Search the records below for the line containing "Please annotate the baby's fingers". Write out that line and every line after it exactly as written.

==*==

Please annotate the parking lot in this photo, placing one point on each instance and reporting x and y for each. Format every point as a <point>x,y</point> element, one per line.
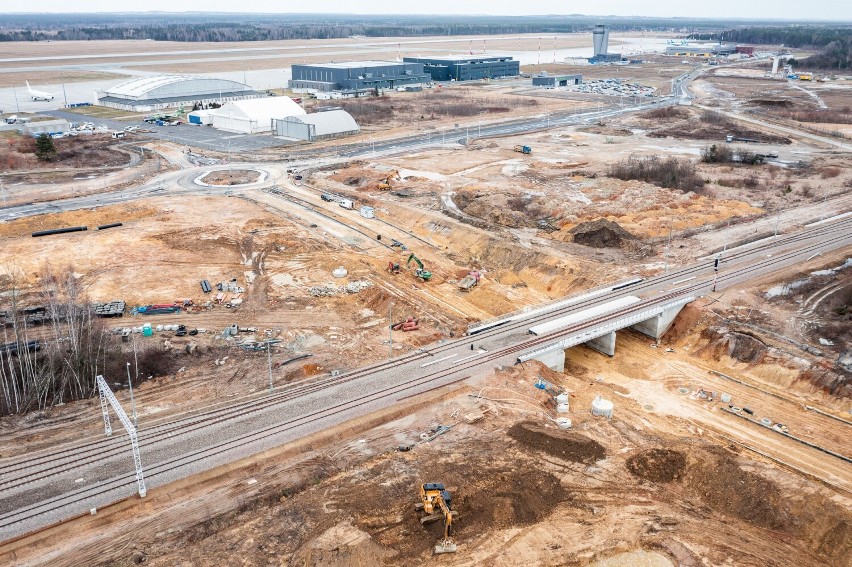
<point>202,137</point>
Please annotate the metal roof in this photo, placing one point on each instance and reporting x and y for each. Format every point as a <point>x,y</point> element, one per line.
<point>330,122</point>
<point>139,87</point>
<point>357,64</point>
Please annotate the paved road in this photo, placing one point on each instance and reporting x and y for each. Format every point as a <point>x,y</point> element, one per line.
<point>47,489</point>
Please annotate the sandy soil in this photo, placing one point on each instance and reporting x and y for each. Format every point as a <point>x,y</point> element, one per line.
<point>668,469</point>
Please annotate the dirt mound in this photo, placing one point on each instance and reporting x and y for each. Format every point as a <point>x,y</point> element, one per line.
<point>569,446</point>
<point>739,346</point>
<point>507,499</point>
<point>231,177</point>
<point>601,233</point>
<point>657,465</point>
<point>343,545</point>
<point>715,477</point>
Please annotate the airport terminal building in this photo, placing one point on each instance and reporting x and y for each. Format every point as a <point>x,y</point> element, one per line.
<point>357,76</point>
<point>467,68</point>
<point>164,91</point>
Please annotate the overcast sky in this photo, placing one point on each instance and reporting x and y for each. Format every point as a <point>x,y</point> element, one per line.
<point>763,9</point>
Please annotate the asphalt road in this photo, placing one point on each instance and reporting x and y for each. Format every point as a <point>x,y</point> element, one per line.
<point>46,489</point>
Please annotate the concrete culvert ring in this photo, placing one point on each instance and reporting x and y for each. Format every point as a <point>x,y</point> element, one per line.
<point>242,177</point>
<point>657,465</point>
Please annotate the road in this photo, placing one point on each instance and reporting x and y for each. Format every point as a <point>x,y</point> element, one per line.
<point>50,486</point>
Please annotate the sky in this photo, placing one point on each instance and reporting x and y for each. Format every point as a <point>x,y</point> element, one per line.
<point>761,9</point>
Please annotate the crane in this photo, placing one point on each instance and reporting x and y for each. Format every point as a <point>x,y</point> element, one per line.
<point>436,502</point>
<point>420,271</point>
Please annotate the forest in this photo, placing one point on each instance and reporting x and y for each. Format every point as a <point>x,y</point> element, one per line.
<point>198,26</point>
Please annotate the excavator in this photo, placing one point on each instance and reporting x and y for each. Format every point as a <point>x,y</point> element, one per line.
<point>420,271</point>
<point>436,502</point>
<point>385,185</point>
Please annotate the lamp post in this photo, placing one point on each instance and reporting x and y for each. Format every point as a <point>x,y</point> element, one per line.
<point>390,330</point>
<point>132,401</point>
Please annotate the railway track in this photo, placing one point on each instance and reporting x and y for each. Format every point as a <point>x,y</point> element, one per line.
<point>42,467</point>
<point>91,451</point>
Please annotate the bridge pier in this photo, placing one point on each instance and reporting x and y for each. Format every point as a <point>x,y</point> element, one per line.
<point>555,359</point>
<point>657,326</point>
<point>604,344</point>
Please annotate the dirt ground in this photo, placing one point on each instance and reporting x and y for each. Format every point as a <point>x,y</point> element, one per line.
<point>666,471</point>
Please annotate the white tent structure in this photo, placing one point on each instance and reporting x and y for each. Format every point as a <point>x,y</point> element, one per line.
<point>317,126</point>
<point>254,116</point>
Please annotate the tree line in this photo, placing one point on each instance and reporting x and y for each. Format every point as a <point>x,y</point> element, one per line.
<point>57,361</point>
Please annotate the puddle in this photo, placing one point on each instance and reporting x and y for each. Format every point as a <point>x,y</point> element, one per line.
<point>635,559</point>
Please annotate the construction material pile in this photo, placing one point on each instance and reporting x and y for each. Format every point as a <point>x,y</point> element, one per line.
<point>331,290</point>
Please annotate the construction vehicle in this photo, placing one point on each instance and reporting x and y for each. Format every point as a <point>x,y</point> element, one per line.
<point>385,184</point>
<point>420,271</point>
<point>469,281</point>
<point>436,502</point>
<point>731,138</point>
<point>410,324</point>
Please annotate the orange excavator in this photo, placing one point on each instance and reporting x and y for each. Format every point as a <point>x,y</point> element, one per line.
<point>437,502</point>
<point>385,184</point>
<point>410,324</point>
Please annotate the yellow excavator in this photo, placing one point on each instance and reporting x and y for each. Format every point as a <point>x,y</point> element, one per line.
<point>386,183</point>
<point>436,502</point>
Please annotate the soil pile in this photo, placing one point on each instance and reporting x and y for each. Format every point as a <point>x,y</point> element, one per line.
<point>569,446</point>
<point>343,545</point>
<point>739,346</point>
<point>658,465</point>
<point>231,177</point>
<point>601,233</point>
<point>716,478</point>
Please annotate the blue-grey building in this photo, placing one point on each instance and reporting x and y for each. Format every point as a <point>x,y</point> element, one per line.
<point>357,75</point>
<point>472,68</point>
<point>553,81</point>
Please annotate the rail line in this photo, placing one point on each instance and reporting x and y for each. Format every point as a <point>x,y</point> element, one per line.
<point>95,450</point>
<point>57,463</point>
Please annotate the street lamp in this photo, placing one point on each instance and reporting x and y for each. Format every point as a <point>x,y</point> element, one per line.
<point>390,329</point>
<point>132,401</point>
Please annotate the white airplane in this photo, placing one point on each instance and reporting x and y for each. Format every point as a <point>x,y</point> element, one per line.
<point>38,95</point>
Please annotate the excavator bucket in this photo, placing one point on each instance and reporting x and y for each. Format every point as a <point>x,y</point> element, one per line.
<point>446,546</point>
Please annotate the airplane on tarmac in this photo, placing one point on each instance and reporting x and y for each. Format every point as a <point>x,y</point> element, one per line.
<point>38,95</point>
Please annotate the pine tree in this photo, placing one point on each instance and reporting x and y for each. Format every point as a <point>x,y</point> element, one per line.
<point>45,150</point>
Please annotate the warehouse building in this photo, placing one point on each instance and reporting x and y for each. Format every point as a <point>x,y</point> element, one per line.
<point>164,91</point>
<point>49,127</point>
<point>328,123</point>
<point>357,76</point>
<point>701,50</point>
<point>254,116</point>
<point>467,68</point>
<point>552,81</point>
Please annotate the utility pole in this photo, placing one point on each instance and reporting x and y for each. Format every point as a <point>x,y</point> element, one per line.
<point>132,401</point>
<point>269,364</point>
<point>666,270</point>
<point>390,329</point>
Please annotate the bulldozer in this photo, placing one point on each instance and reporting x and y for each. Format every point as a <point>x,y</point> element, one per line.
<point>420,271</point>
<point>385,184</point>
<point>436,502</point>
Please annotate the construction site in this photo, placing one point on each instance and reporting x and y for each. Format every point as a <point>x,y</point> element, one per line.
<point>229,281</point>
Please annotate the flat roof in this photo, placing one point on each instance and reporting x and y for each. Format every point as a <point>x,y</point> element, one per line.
<point>185,98</point>
<point>457,58</point>
<point>354,64</point>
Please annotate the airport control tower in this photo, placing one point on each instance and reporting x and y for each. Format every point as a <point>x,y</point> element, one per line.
<point>600,37</point>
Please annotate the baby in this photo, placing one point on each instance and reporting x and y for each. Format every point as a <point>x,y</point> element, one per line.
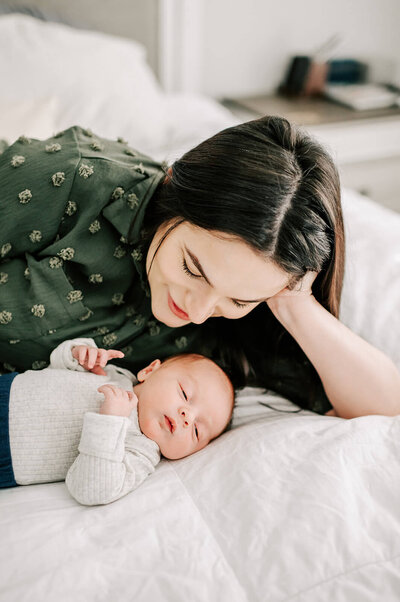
<point>101,429</point>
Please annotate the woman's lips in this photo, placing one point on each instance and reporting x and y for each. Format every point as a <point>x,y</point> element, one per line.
<point>171,424</point>
<point>177,310</point>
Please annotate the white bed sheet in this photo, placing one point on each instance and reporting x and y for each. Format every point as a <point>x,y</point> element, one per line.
<point>295,507</point>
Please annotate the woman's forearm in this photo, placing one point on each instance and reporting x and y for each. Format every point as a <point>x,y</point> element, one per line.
<point>358,378</point>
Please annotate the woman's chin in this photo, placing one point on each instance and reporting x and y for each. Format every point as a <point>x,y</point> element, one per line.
<point>168,318</point>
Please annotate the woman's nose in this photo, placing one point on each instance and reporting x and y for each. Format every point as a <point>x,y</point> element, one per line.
<point>186,416</point>
<point>200,307</point>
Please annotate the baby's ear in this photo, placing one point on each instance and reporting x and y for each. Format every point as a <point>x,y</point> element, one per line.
<point>145,372</point>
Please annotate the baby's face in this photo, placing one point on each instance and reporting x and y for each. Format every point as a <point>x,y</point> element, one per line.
<point>184,403</point>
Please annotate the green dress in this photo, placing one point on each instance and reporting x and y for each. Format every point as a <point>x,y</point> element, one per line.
<point>67,267</point>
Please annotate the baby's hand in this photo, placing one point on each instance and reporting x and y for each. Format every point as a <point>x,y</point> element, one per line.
<point>94,359</point>
<point>118,402</point>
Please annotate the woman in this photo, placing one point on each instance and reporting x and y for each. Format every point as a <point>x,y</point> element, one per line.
<point>97,241</point>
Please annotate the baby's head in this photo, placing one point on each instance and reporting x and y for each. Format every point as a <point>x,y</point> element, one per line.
<point>184,403</point>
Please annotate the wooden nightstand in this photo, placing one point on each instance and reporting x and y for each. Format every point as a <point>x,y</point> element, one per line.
<point>365,144</point>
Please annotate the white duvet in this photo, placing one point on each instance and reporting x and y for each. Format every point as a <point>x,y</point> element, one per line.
<point>286,506</point>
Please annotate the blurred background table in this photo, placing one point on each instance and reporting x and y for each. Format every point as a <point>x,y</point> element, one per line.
<point>365,144</point>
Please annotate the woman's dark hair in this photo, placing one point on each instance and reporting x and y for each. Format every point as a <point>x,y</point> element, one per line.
<point>274,187</point>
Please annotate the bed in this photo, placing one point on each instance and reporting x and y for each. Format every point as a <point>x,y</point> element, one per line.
<point>288,505</point>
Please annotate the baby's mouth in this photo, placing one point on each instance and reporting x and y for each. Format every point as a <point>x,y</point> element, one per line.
<point>170,423</point>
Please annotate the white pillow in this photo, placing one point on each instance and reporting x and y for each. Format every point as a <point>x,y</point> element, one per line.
<point>371,292</point>
<point>100,81</point>
<point>35,118</point>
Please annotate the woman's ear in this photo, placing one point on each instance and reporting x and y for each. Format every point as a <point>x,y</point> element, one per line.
<point>168,175</point>
<point>145,372</point>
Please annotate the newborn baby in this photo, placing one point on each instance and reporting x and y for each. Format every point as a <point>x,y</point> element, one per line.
<point>101,429</point>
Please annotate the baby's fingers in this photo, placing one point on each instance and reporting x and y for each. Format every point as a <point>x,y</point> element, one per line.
<point>92,357</point>
<point>82,352</point>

==*==

Response area ▸
Please annotate the baby's fingers in this photo, placing one point on each instance and reporting x and y for each. Format every point as a <point>x,y</point> element, one per line.
<point>92,357</point>
<point>82,352</point>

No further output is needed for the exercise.